[Annotation dataset entries]
----------------------------------------
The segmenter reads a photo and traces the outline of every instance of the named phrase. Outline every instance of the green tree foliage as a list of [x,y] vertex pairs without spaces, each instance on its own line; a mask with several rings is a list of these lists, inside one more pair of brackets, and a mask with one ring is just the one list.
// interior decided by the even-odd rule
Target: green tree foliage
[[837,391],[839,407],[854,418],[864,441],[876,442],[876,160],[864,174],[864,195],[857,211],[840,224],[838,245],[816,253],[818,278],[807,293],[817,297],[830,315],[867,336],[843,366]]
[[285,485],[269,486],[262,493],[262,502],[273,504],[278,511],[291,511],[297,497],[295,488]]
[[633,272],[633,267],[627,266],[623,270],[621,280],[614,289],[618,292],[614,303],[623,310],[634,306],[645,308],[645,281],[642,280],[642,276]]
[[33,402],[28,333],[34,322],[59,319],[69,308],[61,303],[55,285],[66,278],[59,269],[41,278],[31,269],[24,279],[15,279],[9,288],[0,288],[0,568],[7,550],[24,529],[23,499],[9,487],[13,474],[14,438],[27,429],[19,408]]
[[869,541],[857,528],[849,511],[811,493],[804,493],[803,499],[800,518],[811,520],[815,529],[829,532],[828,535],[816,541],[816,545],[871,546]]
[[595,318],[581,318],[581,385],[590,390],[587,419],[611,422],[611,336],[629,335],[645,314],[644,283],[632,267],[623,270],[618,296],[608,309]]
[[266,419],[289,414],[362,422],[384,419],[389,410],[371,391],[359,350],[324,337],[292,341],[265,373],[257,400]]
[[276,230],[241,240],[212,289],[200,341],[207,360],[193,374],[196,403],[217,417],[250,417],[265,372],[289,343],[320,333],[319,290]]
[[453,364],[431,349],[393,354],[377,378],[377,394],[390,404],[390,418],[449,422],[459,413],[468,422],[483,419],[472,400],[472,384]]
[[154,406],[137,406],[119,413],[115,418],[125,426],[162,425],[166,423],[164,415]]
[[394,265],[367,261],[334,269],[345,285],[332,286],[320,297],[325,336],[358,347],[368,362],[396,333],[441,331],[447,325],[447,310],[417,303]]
----------------------------------------
- _Problem description_: Lay out every one of the rows above as a JSON list of strings, with one string per line and no blank lines.

- _Full response_:
[
  "The segmenter reads a photo and traces the outline of every instance of the named phrase. Outline every instance of the green tree foliage as a list of [x,y] vertex pairs without spaces, each instance on its own line; a mask with several rings is a list of these lists, inside one more pair of brackets, and a mask with one ring is just the one list.",
  "// interior decided by the even-odd rule",
  "Target: green tree foliage",
  "[[837,391],[839,407],[854,418],[864,441],[876,442],[876,160],[864,174],[864,195],[857,211],[840,224],[838,245],[816,253],[818,278],[807,293],[817,297],[830,315],[867,336],[843,366]]",
  "[[285,485],[269,486],[262,493],[262,502],[273,504],[278,511],[291,511],[297,497],[295,488]]",
  "[[633,272],[633,267],[627,266],[623,270],[621,280],[614,289],[618,292],[614,303],[623,310],[634,306],[645,308],[645,281],[642,280],[642,276]]",
  "[[33,402],[28,333],[34,322],[59,319],[69,308],[61,303],[55,285],[66,278],[59,269],[41,278],[31,269],[24,279],[15,279],[9,288],[0,288],[0,568],[7,550],[24,529],[23,499],[9,487],[13,474],[14,438],[27,429],[19,408]]",
  "[[869,541],[857,528],[849,511],[811,493],[804,493],[803,499],[800,518],[811,520],[815,529],[829,532],[828,535],[816,541],[816,545],[871,546]]",
  "[[595,318],[581,318],[581,385],[590,390],[587,419],[611,422],[611,336],[629,335],[645,314],[644,283],[632,267],[623,270],[618,296],[608,309]]",
  "[[266,419],[289,414],[362,422],[384,419],[389,410],[371,391],[359,350],[324,337],[292,341],[265,373],[257,400]]",
  "[[276,230],[241,240],[212,289],[200,341],[207,360],[193,374],[196,403],[217,417],[250,417],[265,372],[289,343],[320,333],[319,290]]",
  "[[453,364],[431,349],[393,354],[377,378],[377,394],[390,404],[390,418],[449,422],[459,413],[468,422],[483,419],[472,400],[472,384]]",
  "[[154,406],[137,406],[119,413],[115,418],[125,426],[162,425],[166,423],[164,415]]",
  "[[394,265],[367,261],[334,269],[345,285],[332,286],[320,297],[325,336],[358,347],[368,362],[396,333],[441,331],[447,325],[447,310],[417,303]]"
]